→ **Required work**
Substitute "Place" for "Mark" in the part of the material below that opens with the line containing "Mark one point on every instance of the window glass" and runs through the end of the material, changing nothing else. Give only that part.

→ **Records for processing**
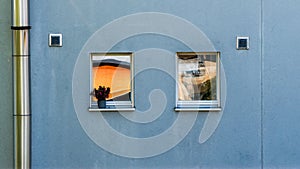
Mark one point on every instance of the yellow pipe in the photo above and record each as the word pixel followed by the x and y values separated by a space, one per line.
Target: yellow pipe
pixel 22 115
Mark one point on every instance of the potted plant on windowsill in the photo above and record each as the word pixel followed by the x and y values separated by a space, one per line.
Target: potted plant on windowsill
pixel 101 94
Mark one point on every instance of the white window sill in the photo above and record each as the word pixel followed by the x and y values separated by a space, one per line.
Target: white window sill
pixel 192 109
pixel 111 110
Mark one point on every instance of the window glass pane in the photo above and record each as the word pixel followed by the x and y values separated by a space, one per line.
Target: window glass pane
pixel 113 71
pixel 197 77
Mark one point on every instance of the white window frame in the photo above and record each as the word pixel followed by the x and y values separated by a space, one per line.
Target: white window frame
pixel 199 105
pixel 112 105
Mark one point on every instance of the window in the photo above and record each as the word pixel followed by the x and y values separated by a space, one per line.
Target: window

→ **Result below**
Place one point on every instance of the window glass pane in the photo above and record each as the word pixel followed by the x and y values separated by a space, one per line.
Target: window glass pane
pixel 113 71
pixel 197 77
Place one point on every instance of the white window frame in the photo above and record each as the word pixel followed by the x and y values separated by a space, one per line.
Target: white window frame
pixel 199 105
pixel 112 105
Place one point on every instance of the window in the photo above and record each as the word pixel followed by the x and y values separated by a space, one per line.
Target: window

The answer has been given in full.